Stated goal — Repeat every one of the records below word for word, keeping each line unchanged and in its original order.

Available data —
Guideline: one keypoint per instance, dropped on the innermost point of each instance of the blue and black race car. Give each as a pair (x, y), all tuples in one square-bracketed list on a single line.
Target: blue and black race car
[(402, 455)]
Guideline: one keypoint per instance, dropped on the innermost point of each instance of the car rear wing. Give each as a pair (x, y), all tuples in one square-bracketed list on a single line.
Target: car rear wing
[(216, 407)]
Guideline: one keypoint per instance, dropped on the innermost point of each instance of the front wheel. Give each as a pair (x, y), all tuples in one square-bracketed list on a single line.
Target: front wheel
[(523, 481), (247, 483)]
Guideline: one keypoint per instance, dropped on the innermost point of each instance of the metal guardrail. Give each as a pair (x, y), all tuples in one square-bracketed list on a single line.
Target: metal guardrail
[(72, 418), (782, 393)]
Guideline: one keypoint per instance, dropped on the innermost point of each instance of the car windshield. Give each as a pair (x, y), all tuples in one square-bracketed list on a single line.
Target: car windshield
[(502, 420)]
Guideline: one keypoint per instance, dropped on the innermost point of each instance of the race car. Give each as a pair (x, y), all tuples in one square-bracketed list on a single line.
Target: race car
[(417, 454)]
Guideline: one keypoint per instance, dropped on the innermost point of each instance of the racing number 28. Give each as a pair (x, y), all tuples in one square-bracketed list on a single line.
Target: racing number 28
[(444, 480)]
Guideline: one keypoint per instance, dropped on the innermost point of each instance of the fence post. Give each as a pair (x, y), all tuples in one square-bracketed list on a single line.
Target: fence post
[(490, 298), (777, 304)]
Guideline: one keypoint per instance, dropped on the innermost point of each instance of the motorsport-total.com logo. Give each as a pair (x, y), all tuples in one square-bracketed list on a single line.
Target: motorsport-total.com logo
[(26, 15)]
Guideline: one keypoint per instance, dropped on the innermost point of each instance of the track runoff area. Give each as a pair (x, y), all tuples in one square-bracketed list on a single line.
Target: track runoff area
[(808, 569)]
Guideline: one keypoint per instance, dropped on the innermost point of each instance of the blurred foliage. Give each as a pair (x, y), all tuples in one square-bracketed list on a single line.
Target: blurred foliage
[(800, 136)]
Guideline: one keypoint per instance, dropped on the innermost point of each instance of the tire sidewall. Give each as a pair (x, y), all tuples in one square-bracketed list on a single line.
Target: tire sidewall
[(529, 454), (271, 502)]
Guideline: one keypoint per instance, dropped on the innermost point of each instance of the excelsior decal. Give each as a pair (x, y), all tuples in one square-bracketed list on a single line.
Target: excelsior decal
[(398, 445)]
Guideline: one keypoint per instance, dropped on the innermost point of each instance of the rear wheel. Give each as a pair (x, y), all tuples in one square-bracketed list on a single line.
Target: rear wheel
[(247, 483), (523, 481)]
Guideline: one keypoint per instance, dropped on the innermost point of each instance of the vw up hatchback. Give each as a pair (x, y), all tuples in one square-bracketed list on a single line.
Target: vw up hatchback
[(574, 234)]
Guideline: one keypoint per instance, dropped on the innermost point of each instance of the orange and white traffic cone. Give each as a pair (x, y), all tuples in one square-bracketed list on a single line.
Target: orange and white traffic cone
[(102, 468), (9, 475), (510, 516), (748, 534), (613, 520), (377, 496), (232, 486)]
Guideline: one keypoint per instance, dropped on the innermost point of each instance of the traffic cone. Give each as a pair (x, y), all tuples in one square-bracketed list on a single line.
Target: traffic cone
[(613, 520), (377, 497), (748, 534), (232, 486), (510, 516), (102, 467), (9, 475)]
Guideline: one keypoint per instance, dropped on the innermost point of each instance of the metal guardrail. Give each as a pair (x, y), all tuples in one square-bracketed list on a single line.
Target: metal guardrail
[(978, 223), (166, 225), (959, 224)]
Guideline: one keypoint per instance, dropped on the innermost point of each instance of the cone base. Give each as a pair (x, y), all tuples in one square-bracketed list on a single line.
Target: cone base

Answer to this exercise —
Guideline: one keypoint per instance, dropped on the innermost point of each instance of the blue and black race car. Give each as a pair (x, y), all tuples in one square-bracketed list on a single line.
Target: blue and black race car
[(402, 455)]
Guideline: one keypoint per instance, dropped on the innermost point of each instance of the car rear wing. Give each as a pair (x, y), all tuples in one square-bracketed list on a single line.
Target: car rear wing
[(216, 407)]
Guideline: one keypoint per instance, dropped on the innermost point of each instance of the front wheel. Give each as a pair (x, y), all tuples in one square-bracketed list on a single line.
Target: front wheel
[(523, 481), (247, 483)]
Guideline: one keypoint per instance, dropped on the innermost point of each instance of the metal guardrail. Give each as a pair (x, y), all tuples in one square-bracketed list on a single line.
Target: metal guardrail
[(72, 418), (782, 393)]
Guideline: one keypoint per instance, dropped on the innermost point of each instance of the car windshield. Give each as a pair (x, y), all tuples in one square-bracketed list on a single line.
Target: car windshield
[(502, 420)]
Guideline: one keypoint per instance, dropped on the innermost point of each instance of the race car. Give each as a pair (x, y), all tuples in one square-bracketed list on a single line.
Target: race car
[(417, 454)]
Guideline: one keypoint per instance, dropped on the innermost point of each instance of the racing number 28. Give each as a pair (x, y), all tuples in one square-bracketed list on a single line.
Target: racing number 28
[(444, 480)]
Guideline: one keypoint per instance, dropped on the innermost point of each instance of the fence post. Give each as a pair (x, y), all tuples in one square-bracketed list on a single line.
Target: fence post
[(490, 298), (777, 304)]
Guideline: one keypoint per instance, dropped on the innermost point of each instance of the motorsport-total.com logo. Give each as a pair (x, y), all tuples in one square-bracketed list on a single line.
Target: motorsport-total.com logo
[(26, 15)]
Guideline: one keypoint per instance, dropped on the innermost point of each instance of the track runoff area. Give each as a pair (x, y), all tuples in one square-bracketed list on a single line.
Target: track runoff area
[(808, 569)]
Guideline: one keypoint per instance, dropped on the innermost point of each instance of the blurred foliage. Give each as a pair (x, y), all tuples in one square-bracketed list on a single line.
Target: blurred foliage
[(800, 136)]
Guideline: one keypoint per instance, dropped on the innermost point of each instance of the tire sidewall. Give each as a pair (x, y), all tuples in one square-bracketed list on a single line.
Target: tire sidewall
[(529, 454), (271, 502)]
Guideline: one keypoint per instance, dropped on the innermost point of each instance of the excelsior decal. Give each as a pair (x, y), all tuples in one square-bracketed list on a single line.
Target: excelsior decal
[(398, 445)]
Guideline: one keypoint per instance, dropped on the innermost point of each instance of the rear wheel. Give each as a pair (x, y), all tuples in one square-bracketed list on a single line.
Target: rear wheel
[(247, 483), (523, 481)]
Guideline: one keypoint per instance, dropped on the innermost point of each instance of the vw up hatchback. Give each as a pair (x, y), all tuples in one square-bracketed list on a single line.
Target: vw up hatchback
[(574, 234)]
Guideline: one keypoint per instance, dropped on the innermost point of each instance of the orange and white traffic cone. Give each as a pair (x, y), all tuples in one square-bracketed list on a single line.
Target: orange and white traffic cone
[(102, 468), (9, 475), (510, 516), (748, 534), (613, 520), (377, 496), (232, 486)]
Guideline: one keypoint per instance, dropped on the innermost point of each instance of the traffic cone. Give each as a pair (x, y), all tuples in one square-bracketed list on a single line.
Target: traffic cone
[(613, 520), (377, 497), (748, 534), (232, 486), (510, 516), (102, 467), (9, 475)]
Guideline: one keypoint per instance, dropped on the innermost point of each instance of the metal guardrail. Give each as a pair (x, y), all tuples in one square-bracketed list on a single line.
Target: metal guardrail
[(978, 223), (166, 225), (959, 224)]
Guideline: one keypoint per instance, dropped on the innermost point of each instance of the cone base. Give each as a pair (x, y), all tuples in one square-bracketed list on a single line.
Target: cone base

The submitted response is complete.